**STATED PROBLEM:**
Please reproduce the stretch of data below from the line containing "Practice: put a marker on each instance of the cabinet" through the line containing "Target: kitchen sink", with "marker" replaced by "pin" wherever it occurs and everything else unchanged. Leave the pictures out of your answer.

**DATA TO PROCESS:**
◆ ◆ ◆
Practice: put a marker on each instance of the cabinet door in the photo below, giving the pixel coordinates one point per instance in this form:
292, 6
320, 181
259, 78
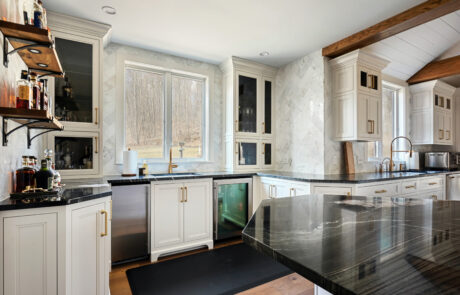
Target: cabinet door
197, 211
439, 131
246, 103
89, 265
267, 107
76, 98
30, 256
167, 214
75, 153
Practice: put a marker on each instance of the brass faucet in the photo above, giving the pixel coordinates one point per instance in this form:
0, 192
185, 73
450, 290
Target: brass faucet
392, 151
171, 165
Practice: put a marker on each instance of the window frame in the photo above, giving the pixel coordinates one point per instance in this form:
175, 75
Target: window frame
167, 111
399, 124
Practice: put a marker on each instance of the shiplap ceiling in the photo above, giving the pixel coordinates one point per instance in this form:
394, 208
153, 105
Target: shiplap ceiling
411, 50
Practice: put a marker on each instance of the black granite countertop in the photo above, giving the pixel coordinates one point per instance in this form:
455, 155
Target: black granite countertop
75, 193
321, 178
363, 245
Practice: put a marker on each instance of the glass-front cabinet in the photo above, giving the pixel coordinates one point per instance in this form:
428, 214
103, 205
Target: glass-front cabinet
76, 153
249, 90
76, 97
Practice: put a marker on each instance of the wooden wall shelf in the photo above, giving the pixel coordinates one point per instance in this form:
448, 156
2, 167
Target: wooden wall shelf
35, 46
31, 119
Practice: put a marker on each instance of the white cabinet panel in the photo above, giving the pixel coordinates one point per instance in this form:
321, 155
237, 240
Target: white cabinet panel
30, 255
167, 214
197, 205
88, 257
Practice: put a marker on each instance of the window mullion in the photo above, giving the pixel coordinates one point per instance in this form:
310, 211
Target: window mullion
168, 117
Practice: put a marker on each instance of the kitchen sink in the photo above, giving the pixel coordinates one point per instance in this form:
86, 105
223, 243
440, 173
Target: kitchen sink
◆ ◆ ◆
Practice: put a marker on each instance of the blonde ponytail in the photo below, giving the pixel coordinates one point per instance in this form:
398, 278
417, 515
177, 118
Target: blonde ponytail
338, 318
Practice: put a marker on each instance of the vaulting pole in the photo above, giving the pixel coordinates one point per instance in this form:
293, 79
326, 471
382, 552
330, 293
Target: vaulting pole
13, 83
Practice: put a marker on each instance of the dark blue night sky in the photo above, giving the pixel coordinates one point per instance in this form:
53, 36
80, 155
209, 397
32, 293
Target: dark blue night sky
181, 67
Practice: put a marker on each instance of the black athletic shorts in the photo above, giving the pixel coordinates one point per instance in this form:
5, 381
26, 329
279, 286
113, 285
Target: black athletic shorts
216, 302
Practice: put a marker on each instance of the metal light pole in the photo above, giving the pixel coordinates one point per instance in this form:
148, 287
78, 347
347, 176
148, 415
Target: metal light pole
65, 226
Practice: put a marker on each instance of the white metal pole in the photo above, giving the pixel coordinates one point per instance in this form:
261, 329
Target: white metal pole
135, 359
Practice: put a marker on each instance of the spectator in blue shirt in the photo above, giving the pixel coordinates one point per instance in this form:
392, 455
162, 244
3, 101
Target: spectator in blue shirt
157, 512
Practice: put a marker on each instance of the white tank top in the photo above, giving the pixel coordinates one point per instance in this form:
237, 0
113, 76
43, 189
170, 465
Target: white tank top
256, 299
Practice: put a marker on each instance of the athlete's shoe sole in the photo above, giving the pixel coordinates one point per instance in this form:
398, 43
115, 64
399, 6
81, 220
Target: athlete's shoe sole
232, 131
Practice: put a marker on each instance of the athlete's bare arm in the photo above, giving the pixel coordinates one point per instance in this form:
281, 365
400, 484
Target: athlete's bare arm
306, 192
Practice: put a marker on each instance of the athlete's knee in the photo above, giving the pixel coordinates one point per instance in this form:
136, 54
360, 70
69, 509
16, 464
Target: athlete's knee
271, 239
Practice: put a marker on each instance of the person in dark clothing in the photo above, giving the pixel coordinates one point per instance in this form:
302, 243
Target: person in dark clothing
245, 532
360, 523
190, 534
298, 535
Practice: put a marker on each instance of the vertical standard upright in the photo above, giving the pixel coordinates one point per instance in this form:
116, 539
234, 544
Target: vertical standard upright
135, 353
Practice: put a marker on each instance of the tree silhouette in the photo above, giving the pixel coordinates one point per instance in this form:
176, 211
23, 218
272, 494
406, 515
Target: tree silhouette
◆ ◆ ◆
**REPLY:**
Practice: put a pin on each instance of the cabinet door in the photo below, giving the pixel coordinates one point per instance in this form:
292, 6
320, 181
259, 78
Target: cabinet door
197, 211
439, 131
246, 103
89, 265
267, 107
76, 98
30, 256
167, 214
75, 153
Practice: put a pin on each instance of the brass faucet in the photo above, giving the pixel coordinates one point per instance in this form:
0, 192
185, 73
450, 290
Target: brass faucet
392, 151
171, 165
Practice: put a pin on each instance of the window frame in the photo above, giving the pixel coordinates one point per instance in this form:
175, 75
Target: window frame
167, 111
399, 124
Practice: put a pin on each instance of the shiplap ceiling in the photo above, giving the pixel coordinates one point per instance in this form:
394, 208
153, 105
Target: shiplap ceiling
411, 50
Practice: put a pin on each instance of the black granite countertop in the photo above, giving the pixel coordinates one point per instance in this form:
455, 155
Target: black granite countertop
75, 193
321, 178
363, 245
Practice: put a pin on each instance of the glass-front cabinet in the photo above, giving the pixel coordinates one point per instance in this form:
428, 214
103, 205
Target: glass-front cabinet
76, 153
249, 90
76, 97
Practice: put a pin on each instance of the wooden wall shelf in the photo above, giving the pixel coordinates one point per instance in this form:
448, 156
2, 167
Target: wooden wall shelf
35, 46
31, 119
Practice: put a pin on each instance of the white cabinet panel in the photo above, giving the pixel coordinates one point per instance in this form:
321, 155
237, 240
Target: white cabinet panel
30, 255
167, 214
197, 205
88, 257
Practice: put a pin on each instance of the window mullion in the photo above, giving the pixel coordinates one point per instance in this form:
310, 211
Target: window mullion
168, 117
Practice: put a pin on each instance of the kitchen sink in the photo above, giving the pixel coordinates one point per instance in this form:
86, 105
223, 243
440, 173
Target: kitchen sink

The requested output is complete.